Content starts
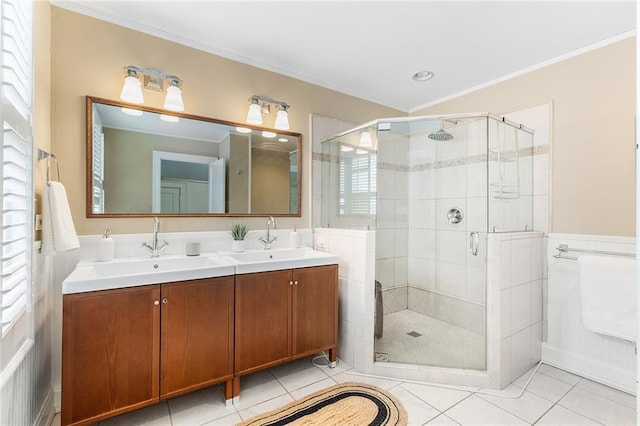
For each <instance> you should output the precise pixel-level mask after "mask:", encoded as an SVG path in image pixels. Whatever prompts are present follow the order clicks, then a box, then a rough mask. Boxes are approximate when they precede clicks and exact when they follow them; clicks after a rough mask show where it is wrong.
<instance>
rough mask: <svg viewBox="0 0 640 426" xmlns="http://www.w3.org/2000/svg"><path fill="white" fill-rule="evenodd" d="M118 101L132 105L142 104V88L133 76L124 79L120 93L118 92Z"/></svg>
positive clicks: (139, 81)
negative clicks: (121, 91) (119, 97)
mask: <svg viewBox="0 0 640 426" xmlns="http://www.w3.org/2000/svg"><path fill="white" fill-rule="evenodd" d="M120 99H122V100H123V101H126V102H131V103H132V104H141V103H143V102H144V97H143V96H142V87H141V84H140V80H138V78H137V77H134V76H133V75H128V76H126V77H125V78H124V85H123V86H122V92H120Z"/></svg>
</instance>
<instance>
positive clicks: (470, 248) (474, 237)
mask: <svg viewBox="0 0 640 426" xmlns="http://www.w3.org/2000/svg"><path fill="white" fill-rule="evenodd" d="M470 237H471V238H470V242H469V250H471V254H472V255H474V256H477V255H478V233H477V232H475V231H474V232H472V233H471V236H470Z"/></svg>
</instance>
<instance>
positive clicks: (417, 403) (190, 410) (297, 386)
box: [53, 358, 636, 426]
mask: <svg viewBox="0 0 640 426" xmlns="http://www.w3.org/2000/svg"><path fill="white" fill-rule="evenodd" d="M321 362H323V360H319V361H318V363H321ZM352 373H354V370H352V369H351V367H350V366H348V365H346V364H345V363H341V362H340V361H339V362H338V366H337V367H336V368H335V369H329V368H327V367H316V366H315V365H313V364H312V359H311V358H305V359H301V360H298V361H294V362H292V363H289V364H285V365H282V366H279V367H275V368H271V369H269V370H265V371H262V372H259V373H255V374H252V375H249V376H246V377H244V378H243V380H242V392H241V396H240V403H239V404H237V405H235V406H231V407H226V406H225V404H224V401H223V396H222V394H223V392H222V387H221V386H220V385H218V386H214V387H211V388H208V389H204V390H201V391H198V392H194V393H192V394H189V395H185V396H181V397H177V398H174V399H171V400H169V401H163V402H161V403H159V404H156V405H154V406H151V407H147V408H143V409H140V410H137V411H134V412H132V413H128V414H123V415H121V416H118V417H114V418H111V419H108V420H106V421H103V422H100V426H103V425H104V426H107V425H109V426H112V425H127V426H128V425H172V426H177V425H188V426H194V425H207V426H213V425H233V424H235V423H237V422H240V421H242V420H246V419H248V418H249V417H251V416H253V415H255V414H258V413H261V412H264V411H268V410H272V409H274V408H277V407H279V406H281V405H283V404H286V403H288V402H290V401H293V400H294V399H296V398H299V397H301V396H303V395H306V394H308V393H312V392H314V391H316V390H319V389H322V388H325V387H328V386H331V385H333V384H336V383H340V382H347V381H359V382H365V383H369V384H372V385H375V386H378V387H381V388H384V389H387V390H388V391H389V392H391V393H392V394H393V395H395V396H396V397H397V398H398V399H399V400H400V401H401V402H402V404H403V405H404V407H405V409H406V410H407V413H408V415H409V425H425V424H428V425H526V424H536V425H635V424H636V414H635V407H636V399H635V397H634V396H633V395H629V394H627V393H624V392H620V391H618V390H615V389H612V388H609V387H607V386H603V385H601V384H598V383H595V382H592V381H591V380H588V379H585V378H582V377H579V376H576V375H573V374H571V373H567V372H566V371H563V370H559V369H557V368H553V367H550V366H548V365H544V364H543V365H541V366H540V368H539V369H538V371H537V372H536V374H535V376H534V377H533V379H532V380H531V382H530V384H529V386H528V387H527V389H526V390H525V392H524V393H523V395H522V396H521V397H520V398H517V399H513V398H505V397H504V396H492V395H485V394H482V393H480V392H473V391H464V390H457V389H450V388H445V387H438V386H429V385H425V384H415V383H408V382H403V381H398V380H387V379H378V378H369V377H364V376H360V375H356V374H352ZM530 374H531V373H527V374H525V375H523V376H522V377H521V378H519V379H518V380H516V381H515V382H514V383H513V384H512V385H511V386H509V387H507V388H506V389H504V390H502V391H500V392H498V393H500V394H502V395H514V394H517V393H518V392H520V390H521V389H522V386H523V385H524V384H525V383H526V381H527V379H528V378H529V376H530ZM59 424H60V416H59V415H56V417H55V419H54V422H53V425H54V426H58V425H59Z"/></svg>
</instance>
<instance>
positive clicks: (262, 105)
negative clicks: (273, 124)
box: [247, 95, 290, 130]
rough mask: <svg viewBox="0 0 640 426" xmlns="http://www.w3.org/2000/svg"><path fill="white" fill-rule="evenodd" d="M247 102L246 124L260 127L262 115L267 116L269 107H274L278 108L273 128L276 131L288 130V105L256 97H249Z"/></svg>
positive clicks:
Content ends
Your task: Put each line of the items above into a Markdown table with the columns Index and Content, one line per row. Skip blank lines and omit the pictures.

Result of the exercise:
| Index | Content |
|---|---|
| 1 | For each <instance> you should output the precise pixel-level mask after "mask:", encoded as an SVG path in image pixels. Whatever prompts are present follow the order clicks, then a box, then a rough mask. Boxes are approximate when they precede clicks and exact when they follow them; clicks after a rough mask show where it is wrong. |
| 2 | <instance> |
| 3 | rough mask: <svg viewBox="0 0 640 426" xmlns="http://www.w3.org/2000/svg"><path fill="white" fill-rule="evenodd" d="M118 101L132 105L142 104V88L133 76L124 79L120 93L118 92Z"/></svg> |
| 4 | positive clicks: (139, 81) |
| 5 | negative clicks: (121, 91) (119, 97) |
| 6 | mask: <svg viewBox="0 0 640 426" xmlns="http://www.w3.org/2000/svg"><path fill="white" fill-rule="evenodd" d="M120 99H122V100H123V101H126V102H131V103H132V104H141V103H143V102H144V97H143V96H142V87H141V84H140V80H138V78H137V77H134V76H133V75H128V76H126V77H125V78H124V85H123V86H122V92H120Z"/></svg> |
| 7 | </instance> |
| 8 | <instance> |
| 9 | positive clicks: (470, 248) (474, 237) |
| 10 | mask: <svg viewBox="0 0 640 426" xmlns="http://www.w3.org/2000/svg"><path fill="white" fill-rule="evenodd" d="M470 237H471V238H470V242H469V250H471V254H472V255H474V256H477V255H478V233H477V232H475V231H474V232H472V233H471V236H470Z"/></svg> |
| 11 | </instance> |
| 12 | <instance> |
| 13 | positive clicks: (417, 403) (190, 410) (297, 386) |
| 14 | box: [53, 358, 636, 426] |
| 15 | mask: <svg viewBox="0 0 640 426" xmlns="http://www.w3.org/2000/svg"><path fill="white" fill-rule="evenodd" d="M321 362H323V360H319V361H318V363H321ZM352 373H354V370H352V369H351V367H350V366H348V365H346V364H345V363H341V362H340V361H339V362H338V366H337V367H336V368H335V369H329V368H327V367H316V366H315V365H313V364H312V359H311V358H305V359H301V360H298V361H294V362H292V363H289V364H285V365H282V366H279V367H275V368H271V369H269V370H265V371H262V372H259V373H255V374H252V375H249V376H246V377H244V378H243V380H242V392H241V396H240V403H239V404H237V405H235V406H231V407H226V406H225V404H224V401H223V396H222V394H223V392H222V387H221V386H220V385H218V386H214V387H211V388H208V389H204V390H201V391H198V392H194V393H192V394H189V395H185V396H181V397H177V398H174V399H171V400H169V401H163V402H161V403H159V404H156V405H154V406H151V407H147V408H143V409H140V410H137V411H134V412H132V413H128V414H123V415H121V416H118V417H114V418H111V419H108V420H106V421H103V422H100V426H103V425H104V426H107V425H109V426H112V425H127V426H128V425H172V426H177V425H188V426H194V425H207V426H213V425H233V424H235V423H237V422H240V421H242V420H246V419H248V418H249V417H251V416H253V415H255V414H258V413H261V412H264V411H268V410H272V409H274V408H277V407H279V406H281V405H283V404H286V403H288V402H290V401H293V400H294V399H296V398H299V397H301V396H303V395H306V394H308V393H312V392H314V391H316V390H319V389H322V388H325V387H328V386H331V385H333V384H336V383H340V382H347V381H359V382H365V383H369V384H372V385H375V386H378V387H381V388H384V389H387V390H388V391H389V392H391V393H392V394H393V395H395V396H396V397H397V398H398V399H399V400H400V401H401V402H402V404H403V405H404V407H405V409H406V410H407V413H408V415H409V425H425V424H428V425H526V424H536V425H635V424H636V414H635V407H636V399H635V397H634V396H633V395H629V394H627V393H624V392H620V391H618V390H615V389H612V388H609V387H607V386H603V385H601V384H598V383H595V382H592V381H591V380H588V379H585V378H582V377H579V376H576V375H573V374H571V373H567V372H566V371H563V370H559V369H557V368H553V367H550V366H548V365H544V364H543V365H541V366H540V368H539V369H538V371H537V372H536V374H535V376H534V377H533V379H532V380H531V382H530V384H529V386H528V387H527V389H526V390H525V392H524V393H523V395H522V396H521V397H520V398H517V399H513V398H505V397H504V396H492V395H485V394H482V393H480V392H473V391H464V390H457V389H450V388H445V387H438V386H429V385H425V384H415V383H408V382H403V381H398V380H387V379H378V378H369V377H364V376H360V375H356V374H352ZM530 374H531V373H527V374H525V375H523V376H522V377H521V378H519V379H518V380H516V381H515V382H514V383H513V384H512V385H511V386H509V387H507V388H506V389H504V390H502V391H500V392H498V393H500V394H502V395H514V394H517V393H518V392H520V390H521V389H522V386H523V385H524V384H525V383H526V381H527V379H528V378H529V376H530ZM59 424H60V416H59V415H56V417H55V419H54V422H53V425H54V426H58V425H59Z"/></svg> |
| 16 | </instance> |
| 17 | <instance> |
| 18 | positive clicks: (262, 105) |
| 19 | negative clicks: (273, 124) |
| 20 | box: [247, 95, 290, 130] |
| 21 | rough mask: <svg viewBox="0 0 640 426" xmlns="http://www.w3.org/2000/svg"><path fill="white" fill-rule="evenodd" d="M247 102L246 124L260 127L262 115L267 116L269 107H274L278 108L273 128L276 131L288 130V105L256 97H249Z"/></svg> |
| 22 | positive clicks: |